## Objective
Please convert the records into a two-column CSV with columns input and output, one row per record, each field quoted and with line breaks replaced by spaces. Begin at the line that has "of the tile", stop after the last of the records, and leave the pictures out.

## Supplied records
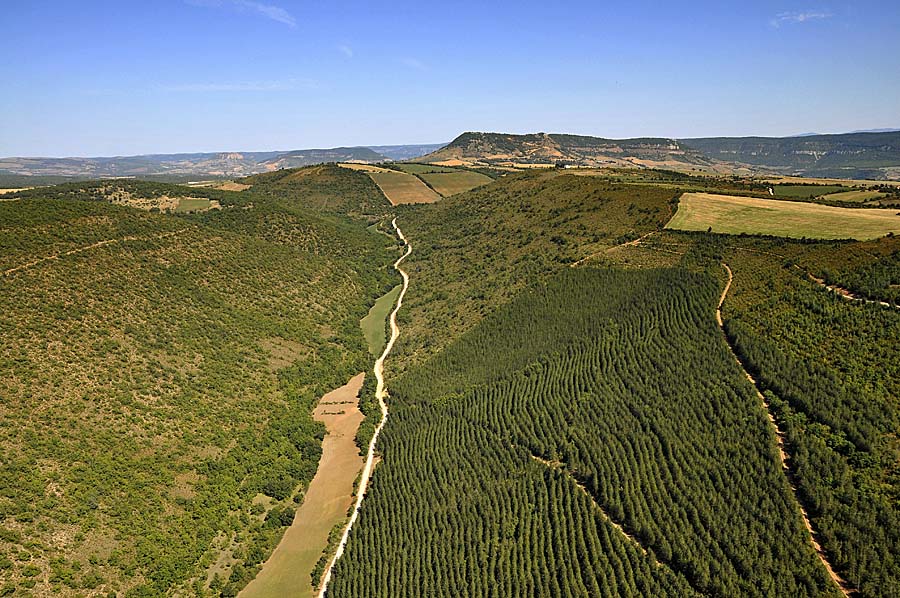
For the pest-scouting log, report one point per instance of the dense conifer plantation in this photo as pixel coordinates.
(616, 401)
(831, 370)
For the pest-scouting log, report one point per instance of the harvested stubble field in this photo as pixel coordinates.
(856, 196)
(736, 215)
(451, 183)
(401, 188)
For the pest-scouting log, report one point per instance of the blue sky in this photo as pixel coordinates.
(129, 77)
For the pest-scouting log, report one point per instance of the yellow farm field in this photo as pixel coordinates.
(363, 167)
(451, 183)
(854, 196)
(735, 215)
(288, 570)
(401, 188)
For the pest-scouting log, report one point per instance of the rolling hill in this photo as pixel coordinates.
(873, 155)
(543, 149)
(180, 167)
(852, 155)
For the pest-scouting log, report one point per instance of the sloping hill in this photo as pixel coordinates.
(551, 148)
(319, 156)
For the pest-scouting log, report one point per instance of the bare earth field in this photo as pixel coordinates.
(736, 215)
(787, 180)
(401, 188)
(451, 183)
(363, 167)
(854, 196)
(330, 495)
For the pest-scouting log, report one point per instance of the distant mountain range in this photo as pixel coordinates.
(849, 155)
(871, 155)
(222, 164)
(852, 155)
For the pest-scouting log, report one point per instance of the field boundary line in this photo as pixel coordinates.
(841, 583)
(381, 394)
(103, 243)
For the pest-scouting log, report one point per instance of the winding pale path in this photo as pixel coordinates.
(845, 587)
(381, 394)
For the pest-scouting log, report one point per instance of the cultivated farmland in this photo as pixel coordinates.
(857, 196)
(736, 215)
(451, 183)
(401, 188)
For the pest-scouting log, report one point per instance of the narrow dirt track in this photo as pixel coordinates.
(845, 587)
(381, 394)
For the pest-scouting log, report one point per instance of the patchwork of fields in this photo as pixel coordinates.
(747, 215)
(401, 188)
(452, 183)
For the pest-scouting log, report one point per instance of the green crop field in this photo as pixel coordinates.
(424, 168)
(373, 325)
(160, 429)
(858, 196)
(401, 188)
(753, 216)
(455, 182)
(806, 191)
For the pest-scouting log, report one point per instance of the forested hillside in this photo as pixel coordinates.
(476, 250)
(157, 374)
(637, 416)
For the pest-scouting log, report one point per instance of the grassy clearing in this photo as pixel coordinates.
(424, 168)
(452, 183)
(363, 167)
(857, 196)
(402, 188)
(288, 570)
(736, 215)
(806, 191)
(192, 204)
(373, 324)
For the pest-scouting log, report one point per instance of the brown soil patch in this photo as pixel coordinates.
(402, 188)
(364, 167)
(282, 352)
(327, 500)
(232, 186)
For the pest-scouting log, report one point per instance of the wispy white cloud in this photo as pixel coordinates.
(210, 87)
(802, 16)
(413, 63)
(269, 11)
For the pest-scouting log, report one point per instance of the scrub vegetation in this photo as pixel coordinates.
(158, 375)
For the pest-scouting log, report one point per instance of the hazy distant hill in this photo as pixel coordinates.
(299, 158)
(849, 155)
(207, 164)
(544, 148)
(406, 152)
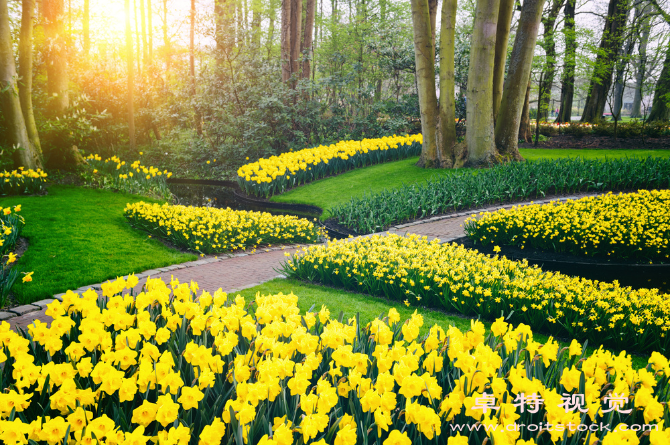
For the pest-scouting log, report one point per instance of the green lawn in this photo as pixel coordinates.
(329, 192)
(369, 307)
(78, 236)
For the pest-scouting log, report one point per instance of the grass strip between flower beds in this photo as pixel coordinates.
(173, 366)
(629, 226)
(412, 269)
(213, 230)
(503, 183)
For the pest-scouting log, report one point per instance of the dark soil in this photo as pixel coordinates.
(601, 142)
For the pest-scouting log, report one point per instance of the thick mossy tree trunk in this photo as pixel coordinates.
(424, 55)
(502, 40)
(514, 92)
(601, 79)
(17, 135)
(447, 107)
(569, 63)
(26, 72)
(660, 107)
(479, 136)
(549, 45)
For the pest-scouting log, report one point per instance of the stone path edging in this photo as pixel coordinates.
(238, 271)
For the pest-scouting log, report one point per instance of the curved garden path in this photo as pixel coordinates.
(235, 272)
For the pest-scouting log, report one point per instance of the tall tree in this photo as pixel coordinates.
(131, 81)
(307, 40)
(549, 45)
(26, 71)
(16, 133)
(424, 55)
(569, 64)
(57, 74)
(641, 66)
(191, 63)
(502, 38)
(479, 110)
(446, 140)
(86, 27)
(601, 78)
(514, 92)
(286, 39)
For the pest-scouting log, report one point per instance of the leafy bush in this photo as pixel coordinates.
(21, 181)
(452, 277)
(268, 177)
(503, 183)
(212, 230)
(178, 369)
(632, 226)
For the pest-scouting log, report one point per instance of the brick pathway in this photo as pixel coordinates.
(244, 270)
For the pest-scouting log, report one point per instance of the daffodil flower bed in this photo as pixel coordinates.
(135, 178)
(631, 226)
(267, 177)
(21, 181)
(169, 368)
(11, 225)
(449, 276)
(212, 230)
(510, 182)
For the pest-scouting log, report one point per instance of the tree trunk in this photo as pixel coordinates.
(145, 52)
(131, 81)
(57, 75)
(166, 39)
(432, 10)
(256, 23)
(516, 84)
(424, 55)
(26, 72)
(660, 111)
(479, 136)
(307, 38)
(191, 60)
(549, 45)
(502, 38)
(286, 39)
(569, 63)
(524, 127)
(86, 27)
(446, 140)
(150, 32)
(640, 74)
(296, 21)
(601, 79)
(17, 135)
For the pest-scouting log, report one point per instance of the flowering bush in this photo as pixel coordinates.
(632, 225)
(171, 368)
(455, 278)
(11, 225)
(267, 177)
(22, 181)
(135, 178)
(211, 230)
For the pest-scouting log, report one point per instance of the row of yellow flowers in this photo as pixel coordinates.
(450, 276)
(130, 177)
(213, 230)
(631, 225)
(22, 181)
(270, 176)
(167, 368)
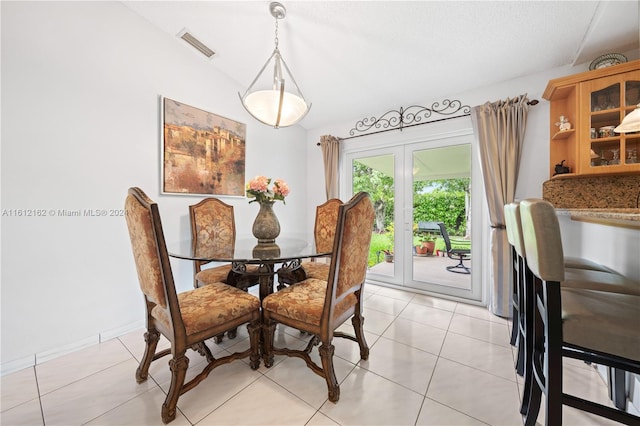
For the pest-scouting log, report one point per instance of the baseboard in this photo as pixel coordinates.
(40, 357)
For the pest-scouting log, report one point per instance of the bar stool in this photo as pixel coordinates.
(578, 272)
(591, 325)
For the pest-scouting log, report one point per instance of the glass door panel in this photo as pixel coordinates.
(441, 186)
(376, 175)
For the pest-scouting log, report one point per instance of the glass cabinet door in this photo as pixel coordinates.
(632, 142)
(610, 99)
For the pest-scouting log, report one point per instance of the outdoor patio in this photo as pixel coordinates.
(431, 269)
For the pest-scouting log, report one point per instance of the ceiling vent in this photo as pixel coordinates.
(197, 44)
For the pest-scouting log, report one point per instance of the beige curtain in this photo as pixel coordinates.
(500, 128)
(330, 154)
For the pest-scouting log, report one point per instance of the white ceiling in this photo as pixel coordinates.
(355, 59)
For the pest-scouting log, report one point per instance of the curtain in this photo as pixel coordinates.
(499, 128)
(330, 154)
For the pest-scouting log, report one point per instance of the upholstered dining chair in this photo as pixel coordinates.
(324, 232)
(213, 229)
(592, 325)
(319, 307)
(521, 272)
(187, 319)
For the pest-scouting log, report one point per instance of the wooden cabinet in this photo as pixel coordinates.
(594, 102)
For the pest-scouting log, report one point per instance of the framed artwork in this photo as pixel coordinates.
(202, 153)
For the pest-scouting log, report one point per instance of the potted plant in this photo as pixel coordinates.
(427, 242)
(388, 255)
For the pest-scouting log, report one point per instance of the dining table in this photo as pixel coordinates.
(287, 251)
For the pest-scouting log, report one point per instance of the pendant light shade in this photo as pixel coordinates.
(630, 123)
(274, 98)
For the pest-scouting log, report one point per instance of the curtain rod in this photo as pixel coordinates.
(405, 117)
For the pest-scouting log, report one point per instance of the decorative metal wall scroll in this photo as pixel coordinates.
(411, 116)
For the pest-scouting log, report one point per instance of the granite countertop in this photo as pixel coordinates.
(616, 216)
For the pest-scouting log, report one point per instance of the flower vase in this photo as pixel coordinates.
(266, 226)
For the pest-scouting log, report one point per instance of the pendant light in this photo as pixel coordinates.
(274, 98)
(630, 123)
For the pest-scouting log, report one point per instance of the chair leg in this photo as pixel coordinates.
(326, 356)
(514, 325)
(358, 327)
(178, 366)
(553, 354)
(255, 329)
(151, 338)
(533, 403)
(268, 332)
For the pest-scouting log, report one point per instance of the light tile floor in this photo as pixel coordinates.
(432, 362)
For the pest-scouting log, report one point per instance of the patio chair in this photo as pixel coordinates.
(459, 254)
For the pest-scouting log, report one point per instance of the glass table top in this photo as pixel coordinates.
(247, 250)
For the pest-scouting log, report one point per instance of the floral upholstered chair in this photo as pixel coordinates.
(324, 232)
(213, 230)
(319, 307)
(187, 319)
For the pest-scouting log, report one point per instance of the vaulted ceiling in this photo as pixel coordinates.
(353, 59)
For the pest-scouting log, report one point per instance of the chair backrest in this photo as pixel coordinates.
(514, 227)
(542, 239)
(324, 230)
(213, 227)
(350, 256)
(150, 253)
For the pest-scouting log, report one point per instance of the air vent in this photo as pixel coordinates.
(197, 44)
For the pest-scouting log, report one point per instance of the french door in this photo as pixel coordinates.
(399, 179)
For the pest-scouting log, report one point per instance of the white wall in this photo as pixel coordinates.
(81, 83)
(80, 111)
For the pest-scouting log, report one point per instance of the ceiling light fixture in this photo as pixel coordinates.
(275, 99)
(630, 123)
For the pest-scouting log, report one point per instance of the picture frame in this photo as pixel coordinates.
(202, 153)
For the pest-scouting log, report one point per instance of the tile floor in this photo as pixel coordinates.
(432, 362)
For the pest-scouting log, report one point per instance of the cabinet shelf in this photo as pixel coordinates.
(591, 101)
(565, 134)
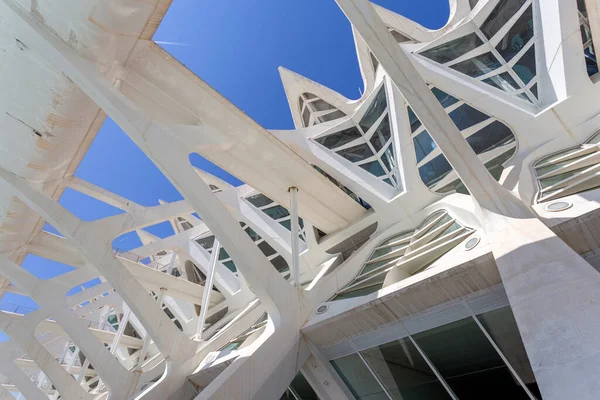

## Exercise answer
input,output
"For the pest-scouting log, report one point per instance of the tile floor in this photo as pixel coordinates.","(432, 362)"
"For the pest-scouting log, report one point per instance of the cabinet shelf in this photo as pixel coordinates.","(591, 101) (565, 134)"